### GOAL OF THE EXERCISE
Which lines come from the start of the records through the line that holds "roi: brick ruin wall"? Write them out word for word.

### SOURCE MATERIAL
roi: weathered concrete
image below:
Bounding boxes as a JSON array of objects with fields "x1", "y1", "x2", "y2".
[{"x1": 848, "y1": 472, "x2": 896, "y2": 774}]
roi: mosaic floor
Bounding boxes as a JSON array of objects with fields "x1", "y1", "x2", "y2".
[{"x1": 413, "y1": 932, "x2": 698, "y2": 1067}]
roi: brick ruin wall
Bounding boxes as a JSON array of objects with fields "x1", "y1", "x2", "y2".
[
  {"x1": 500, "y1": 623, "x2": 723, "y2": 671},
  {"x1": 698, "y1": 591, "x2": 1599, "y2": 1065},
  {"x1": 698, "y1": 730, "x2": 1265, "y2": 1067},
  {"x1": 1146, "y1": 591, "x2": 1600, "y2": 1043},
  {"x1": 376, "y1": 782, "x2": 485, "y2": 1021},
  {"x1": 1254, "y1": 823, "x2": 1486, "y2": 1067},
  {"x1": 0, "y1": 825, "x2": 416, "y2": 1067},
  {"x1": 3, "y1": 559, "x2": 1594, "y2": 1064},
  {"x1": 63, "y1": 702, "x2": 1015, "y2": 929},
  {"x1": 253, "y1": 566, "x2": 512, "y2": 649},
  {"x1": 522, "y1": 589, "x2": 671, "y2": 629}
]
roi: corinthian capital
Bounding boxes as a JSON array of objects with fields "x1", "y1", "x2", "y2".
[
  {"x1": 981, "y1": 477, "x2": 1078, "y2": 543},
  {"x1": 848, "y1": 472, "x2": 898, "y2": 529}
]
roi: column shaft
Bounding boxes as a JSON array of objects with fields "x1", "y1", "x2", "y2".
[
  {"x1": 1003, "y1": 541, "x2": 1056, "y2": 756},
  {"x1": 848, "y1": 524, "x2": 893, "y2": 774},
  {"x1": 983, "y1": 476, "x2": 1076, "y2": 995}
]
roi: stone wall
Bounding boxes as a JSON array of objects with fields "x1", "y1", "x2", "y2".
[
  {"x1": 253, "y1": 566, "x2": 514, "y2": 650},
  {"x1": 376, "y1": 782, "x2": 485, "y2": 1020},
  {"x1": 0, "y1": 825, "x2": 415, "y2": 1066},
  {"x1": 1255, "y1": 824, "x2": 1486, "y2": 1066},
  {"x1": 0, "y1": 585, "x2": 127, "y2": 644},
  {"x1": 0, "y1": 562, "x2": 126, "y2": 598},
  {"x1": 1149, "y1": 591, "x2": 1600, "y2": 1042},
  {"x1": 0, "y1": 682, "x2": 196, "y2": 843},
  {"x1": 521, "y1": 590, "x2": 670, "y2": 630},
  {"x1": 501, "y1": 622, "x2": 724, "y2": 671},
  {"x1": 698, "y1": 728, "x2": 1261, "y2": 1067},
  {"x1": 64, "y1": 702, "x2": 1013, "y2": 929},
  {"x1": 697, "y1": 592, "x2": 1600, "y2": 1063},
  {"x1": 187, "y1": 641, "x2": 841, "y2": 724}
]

### YOUR SOLUTION
roi: weathered concrete
image below:
Bounding boxes as a JSON array of objects with fields "x1", "y1", "x2", "y2".
[{"x1": 848, "y1": 472, "x2": 896, "y2": 774}]
roi: mosaic floor
Bounding boxes as a JSON array of objects with fields "x1", "y1", "x2", "y2".
[{"x1": 413, "y1": 932, "x2": 698, "y2": 1067}]
roi: brick ruin wall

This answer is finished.